Start of Extracted records

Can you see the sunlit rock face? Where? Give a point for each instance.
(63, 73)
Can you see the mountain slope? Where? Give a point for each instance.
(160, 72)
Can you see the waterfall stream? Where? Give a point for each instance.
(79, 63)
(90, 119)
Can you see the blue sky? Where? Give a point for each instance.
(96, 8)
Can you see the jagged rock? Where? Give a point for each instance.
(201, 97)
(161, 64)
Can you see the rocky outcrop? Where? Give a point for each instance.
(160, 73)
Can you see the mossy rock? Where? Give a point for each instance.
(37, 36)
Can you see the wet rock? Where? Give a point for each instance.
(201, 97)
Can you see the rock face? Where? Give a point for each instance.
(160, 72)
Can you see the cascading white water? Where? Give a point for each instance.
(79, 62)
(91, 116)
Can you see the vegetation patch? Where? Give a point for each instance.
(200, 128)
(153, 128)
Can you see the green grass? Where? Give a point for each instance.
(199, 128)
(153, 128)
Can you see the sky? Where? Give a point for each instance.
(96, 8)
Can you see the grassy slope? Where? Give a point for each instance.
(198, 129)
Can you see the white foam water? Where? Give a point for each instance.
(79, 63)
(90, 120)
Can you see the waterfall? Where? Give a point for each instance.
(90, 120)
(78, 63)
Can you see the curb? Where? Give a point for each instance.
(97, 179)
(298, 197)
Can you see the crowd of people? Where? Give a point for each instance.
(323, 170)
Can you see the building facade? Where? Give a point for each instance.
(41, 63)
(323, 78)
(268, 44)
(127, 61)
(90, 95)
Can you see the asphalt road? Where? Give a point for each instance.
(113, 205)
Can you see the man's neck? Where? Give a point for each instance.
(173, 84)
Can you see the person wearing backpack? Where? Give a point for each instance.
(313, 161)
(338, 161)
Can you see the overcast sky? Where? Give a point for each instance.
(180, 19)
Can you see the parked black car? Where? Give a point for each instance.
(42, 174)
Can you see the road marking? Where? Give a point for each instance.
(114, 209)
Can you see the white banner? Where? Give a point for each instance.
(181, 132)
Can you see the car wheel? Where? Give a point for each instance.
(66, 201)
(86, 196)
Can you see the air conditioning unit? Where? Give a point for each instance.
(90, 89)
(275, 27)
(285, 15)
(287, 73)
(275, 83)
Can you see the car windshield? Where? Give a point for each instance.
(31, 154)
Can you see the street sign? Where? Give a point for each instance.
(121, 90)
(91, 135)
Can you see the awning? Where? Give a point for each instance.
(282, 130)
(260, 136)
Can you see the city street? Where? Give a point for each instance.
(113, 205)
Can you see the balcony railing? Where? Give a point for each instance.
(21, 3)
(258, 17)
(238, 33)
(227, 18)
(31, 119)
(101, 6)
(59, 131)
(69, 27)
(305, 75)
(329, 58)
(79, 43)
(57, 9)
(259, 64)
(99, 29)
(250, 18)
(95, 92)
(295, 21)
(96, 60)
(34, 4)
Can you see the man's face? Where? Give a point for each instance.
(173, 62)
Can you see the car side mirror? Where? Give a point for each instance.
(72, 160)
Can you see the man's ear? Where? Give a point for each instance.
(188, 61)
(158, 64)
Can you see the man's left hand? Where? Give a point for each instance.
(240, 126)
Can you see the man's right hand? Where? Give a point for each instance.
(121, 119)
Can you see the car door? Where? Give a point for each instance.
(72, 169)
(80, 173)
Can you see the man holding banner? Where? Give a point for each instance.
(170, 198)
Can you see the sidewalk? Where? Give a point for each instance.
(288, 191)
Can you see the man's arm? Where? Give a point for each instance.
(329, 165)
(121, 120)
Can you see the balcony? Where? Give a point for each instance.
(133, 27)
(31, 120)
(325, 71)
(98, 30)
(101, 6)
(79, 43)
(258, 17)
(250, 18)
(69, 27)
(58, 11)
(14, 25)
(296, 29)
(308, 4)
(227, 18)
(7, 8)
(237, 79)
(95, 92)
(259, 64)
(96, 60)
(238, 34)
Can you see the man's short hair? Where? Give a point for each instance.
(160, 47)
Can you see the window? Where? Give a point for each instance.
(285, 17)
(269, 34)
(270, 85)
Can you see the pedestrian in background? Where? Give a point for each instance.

End of Extracted records

Work to complete:
Every line of the material is to be set down again verbatim.

Result:
Can you see the sunlit rock face? Where? Give a point for each instance.
(63, 73)
Can you see the mountain slope? Where? Give a point for each instance.
(160, 72)
Can you see the waterfall stream? Where? Give a point for each instance.
(79, 63)
(90, 119)
Can you see the blue sky? Where? Give a point for each instance.
(96, 8)
Can you see the jagged rock? Where? Give a point for each instance.
(201, 97)
(161, 64)
Can you see the rocky outcrop? Where? Give a point for each instance.
(160, 73)
Can you see the mossy rock? Where? Give a point for each instance.
(37, 36)
Can you see the wet rock? Where? Give a point for each instance.
(201, 97)
Can you see the rock face? Where? Give a point for each instance.
(160, 72)
Can you see the cascading white water? Where? Give a point for each instance.
(79, 62)
(91, 116)
Can you see the vegetation patch? Where? Give a point for each instance.
(200, 128)
(153, 128)
Can you see the green grass? Where? Give a point for each instance.
(199, 128)
(153, 128)
Can you see the sky? Where? Give a point for each instance.
(96, 8)
Can you see the grassy slope? Where? Give a point for each instance.
(198, 129)
Can you see the white foam water? Where? Give a point for each instance.
(79, 63)
(90, 120)
Can you see the waterfall? Where? Give a point for each instance.
(90, 120)
(78, 63)
Can you see the curb? Where? Give a point for each instance.
(97, 179)
(298, 197)
Can you see the crowd of people? Where? Give a point for each instance.
(323, 170)
Can you see the building facade? Where? Give a point for each instance.
(41, 63)
(323, 78)
(268, 44)
(127, 61)
(90, 95)
Can you see the asphalt road? Where? Give a point for each instance.
(113, 205)
Can you see the man's neck? Where? Give a point for each instance.
(173, 84)
Can you see the person wearing backpack? Where? Give a point for each instance.
(313, 161)
(338, 161)
Can you see the overcast sky? Where? Give a point for each instance.
(180, 19)
Can you see the parked black car? Where? Give a point for each instance.
(42, 174)
Can you see the road marking? Where? Give a point for each instance.
(114, 209)
Can you see the white banner? Where? Give a point for each instance.
(181, 132)
Can you see the car wheel? Where? Give a point for each instance.
(66, 201)
(86, 196)
Can you see the air conditioning unit? Where? Give a point for each instance.
(90, 89)
(275, 27)
(285, 15)
(287, 73)
(275, 83)
Can you see the car windshield? Where? Give a point for each instance.
(31, 154)
Can you see the street sign? Where? Give a point for each instance.
(121, 90)
(91, 135)
Can you see the awning? Where? Give a point for each instance.
(282, 130)
(260, 136)
Can you see the city street? Where? Give a point for each instance.
(113, 205)
Can you see the balcony railing? Where? Give a point for each instance.
(21, 3)
(258, 17)
(238, 33)
(227, 18)
(31, 119)
(101, 6)
(59, 131)
(69, 27)
(305, 75)
(329, 58)
(79, 43)
(57, 9)
(259, 64)
(99, 29)
(250, 18)
(95, 92)
(295, 21)
(96, 60)
(34, 4)
Can you see the man's face? Where? Give a point for each instance.
(173, 62)
Can you see the car side mirror? Where? Give a point for each instance.
(72, 160)
Can you see the man's ear? Where? Give a point for each instance.
(188, 61)
(158, 64)
Can you see the man's left hand? Where? Give a point for each instance.
(240, 126)
Can you see the man's right hand? Where? Give a point for each instance.
(121, 119)
Can you see the car door? Where? Give a point for each instance.
(72, 169)
(80, 173)
Can you see the man holding banner? Where? Give a point for each instance.
(170, 198)
Can you see the sidewalk? Where? Give a point for each instance.
(288, 191)
Can you see the man's arm? Where? Give a point for each instance.
(329, 165)
(121, 120)
Can you see the balcony? Where? Give a point for each instance.
(133, 27)
(31, 120)
(325, 71)
(98, 30)
(101, 6)
(79, 43)
(258, 17)
(250, 18)
(69, 27)
(58, 11)
(14, 25)
(296, 29)
(308, 4)
(227, 18)
(7, 8)
(237, 79)
(95, 92)
(259, 64)
(96, 60)
(238, 34)
Can you see the man's short hair? Where? Give a point for each instance.
(160, 47)
Can you see the window? Where? Give a point for each instance.
(285, 17)
(269, 34)
(270, 85)
Can you see the pedestrian in background? Where? Give a point for each instance.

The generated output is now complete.